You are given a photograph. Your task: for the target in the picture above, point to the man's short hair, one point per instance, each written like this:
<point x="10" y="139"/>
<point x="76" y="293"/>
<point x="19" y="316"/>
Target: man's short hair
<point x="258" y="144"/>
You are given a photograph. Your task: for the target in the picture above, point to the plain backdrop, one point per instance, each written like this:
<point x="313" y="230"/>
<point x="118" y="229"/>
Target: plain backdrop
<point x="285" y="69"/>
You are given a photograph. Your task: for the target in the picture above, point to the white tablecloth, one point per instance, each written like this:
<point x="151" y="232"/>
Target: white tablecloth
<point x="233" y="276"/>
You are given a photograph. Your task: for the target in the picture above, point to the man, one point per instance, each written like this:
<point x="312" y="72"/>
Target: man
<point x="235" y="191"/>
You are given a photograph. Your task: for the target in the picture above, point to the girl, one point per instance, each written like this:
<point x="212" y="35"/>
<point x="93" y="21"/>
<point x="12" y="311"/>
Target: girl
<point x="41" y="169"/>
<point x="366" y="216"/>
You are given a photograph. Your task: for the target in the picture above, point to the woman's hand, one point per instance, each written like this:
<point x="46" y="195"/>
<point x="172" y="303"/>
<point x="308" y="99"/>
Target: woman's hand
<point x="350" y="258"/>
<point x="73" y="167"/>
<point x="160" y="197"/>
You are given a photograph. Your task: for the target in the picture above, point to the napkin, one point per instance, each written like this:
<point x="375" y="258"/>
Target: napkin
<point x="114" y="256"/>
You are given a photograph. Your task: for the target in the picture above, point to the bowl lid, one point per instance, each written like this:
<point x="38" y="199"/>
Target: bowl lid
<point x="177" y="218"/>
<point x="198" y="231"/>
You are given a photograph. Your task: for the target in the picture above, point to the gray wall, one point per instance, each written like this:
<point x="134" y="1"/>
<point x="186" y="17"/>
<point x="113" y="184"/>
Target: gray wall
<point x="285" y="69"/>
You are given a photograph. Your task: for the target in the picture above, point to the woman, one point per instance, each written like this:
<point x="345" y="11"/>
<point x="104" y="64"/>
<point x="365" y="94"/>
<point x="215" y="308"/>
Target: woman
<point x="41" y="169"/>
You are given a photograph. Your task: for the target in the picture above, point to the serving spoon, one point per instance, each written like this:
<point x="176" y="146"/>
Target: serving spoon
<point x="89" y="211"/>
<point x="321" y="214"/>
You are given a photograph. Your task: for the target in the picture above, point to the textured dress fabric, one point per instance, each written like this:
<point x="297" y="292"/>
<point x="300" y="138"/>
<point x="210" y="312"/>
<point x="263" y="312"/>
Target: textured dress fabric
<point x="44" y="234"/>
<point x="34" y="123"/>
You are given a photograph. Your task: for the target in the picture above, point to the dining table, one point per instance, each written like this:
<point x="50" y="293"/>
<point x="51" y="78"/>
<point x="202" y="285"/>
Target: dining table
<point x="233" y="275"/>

-*-*-

### Task statement:
Quote every line of the data, word for word.

### Response to this exercise:
You are given a photograph. Your task: for the target in the picture above, point to the man's short hair, one point per instance, each written like this:
<point x="10" y="139"/>
<point x="76" y="293"/>
<point x="19" y="316"/>
Target: man's short hair
<point x="258" y="144"/>
You are given a photograph. Your task: for the target in the picture above, point to the plain backdrop, one point per instance, each written like this:
<point x="313" y="230"/>
<point x="118" y="229"/>
Target: plain backdrop
<point x="285" y="69"/>
You are given a photograph. Your task: for the target in the picture above, point to the white tablecloth, one point per instance, each written like this:
<point x="151" y="232"/>
Target: white tablecloth
<point x="233" y="276"/>
You are given a photograph. Your task: for the target in the picture above, point to the man, one point per instance, each written like this:
<point x="312" y="72"/>
Target: man
<point x="235" y="191"/>
You are given a photograph. Your task: for the target in the picture above, point to the girl, one point per instance, each written like this:
<point x="212" y="35"/>
<point x="93" y="21"/>
<point x="12" y="311"/>
Target: girl
<point x="41" y="169"/>
<point x="366" y="216"/>
You are given a photograph. Your task: for the target in the picture above, point to the woman's hand, one point per instance, each written like this:
<point x="46" y="195"/>
<point x="172" y="303"/>
<point x="308" y="99"/>
Target: woman's hand
<point x="350" y="258"/>
<point x="73" y="167"/>
<point x="160" y="197"/>
You are given a photograph. Your task: for the target in the picture above, point to the napkin, one point per instance, each written like this:
<point x="375" y="258"/>
Target: napkin
<point x="114" y="256"/>
You are given a photograph. Your task: for the target in the picture above, point to the bowl lid, one point per instance, each written like this:
<point x="38" y="199"/>
Target: bowl lid
<point x="177" y="218"/>
<point x="198" y="231"/>
You are given a photograph. Your task: for the target in the picture above, point to the gray wall, one point per instance, each written like this:
<point x="134" y="1"/>
<point x="186" y="17"/>
<point x="113" y="184"/>
Target: gray wall
<point x="285" y="69"/>
You are given a photograph. Your task: for the target in the picture above, point to the woman, one point per instance, each written like this:
<point x="345" y="11"/>
<point x="104" y="64"/>
<point x="365" y="94"/>
<point x="215" y="308"/>
Target: woman
<point x="41" y="169"/>
You are given a photograph. Your task: for the target in the picture above, point to the serving spoon, one point per instance, each written like this:
<point x="176" y="146"/>
Target: serving spoon
<point x="89" y="211"/>
<point x="321" y="214"/>
You are given a photograph. Your task: for the target in the picture above, point to the textured dress fabric, one point per instance, each written like this:
<point x="297" y="292"/>
<point x="300" y="138"/>
<point x="210" y="312"/>
<point x="263" y="312"/>
Target: textured dress fabric
<point x="44" y="234"/>
<point x="34" y="123"/>
You are given a photograph. Your task: for the target in the picture above, point to the dining table, one point per instance, each written like this:
<point x="50" y="293"/>
<point x="51" y="78"/>
<point x="202" y="285"/>
Target: dining table
<point x="233" y="275"/>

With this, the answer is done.